_Directive:_ Pull every line from the records below that contains the string "patch". The match is case-sensitive.

_Stored rows:_
***

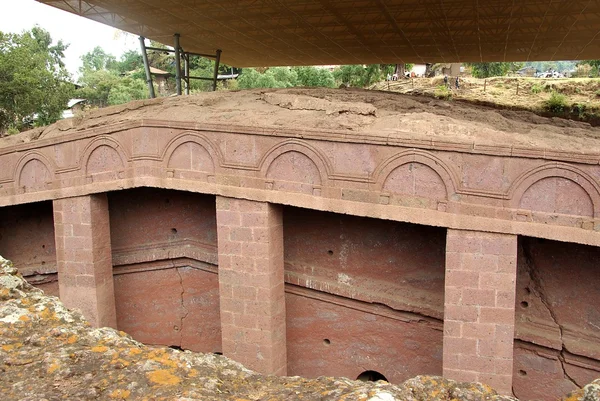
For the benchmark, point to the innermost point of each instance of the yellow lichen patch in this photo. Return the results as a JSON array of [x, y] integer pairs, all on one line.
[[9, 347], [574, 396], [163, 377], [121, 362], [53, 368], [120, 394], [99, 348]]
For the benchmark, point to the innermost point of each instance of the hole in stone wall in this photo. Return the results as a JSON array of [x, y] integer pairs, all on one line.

***

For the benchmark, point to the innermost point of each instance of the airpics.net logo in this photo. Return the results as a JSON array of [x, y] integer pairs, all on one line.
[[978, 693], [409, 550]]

***

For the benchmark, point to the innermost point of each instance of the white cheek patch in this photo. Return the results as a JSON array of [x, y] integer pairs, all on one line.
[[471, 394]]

***

_Response:_
For the benchmark, point to the innermost point of each instance of the yellow lichen patch in this photo. Return the results as a JSON array of [x, y] integer pairs, all on one line.
For the benchmark, point to the innermost point of each instance of the white cheek patch in this photo. Return the results as a JSON array of [x, y] integer pairs, all on one line.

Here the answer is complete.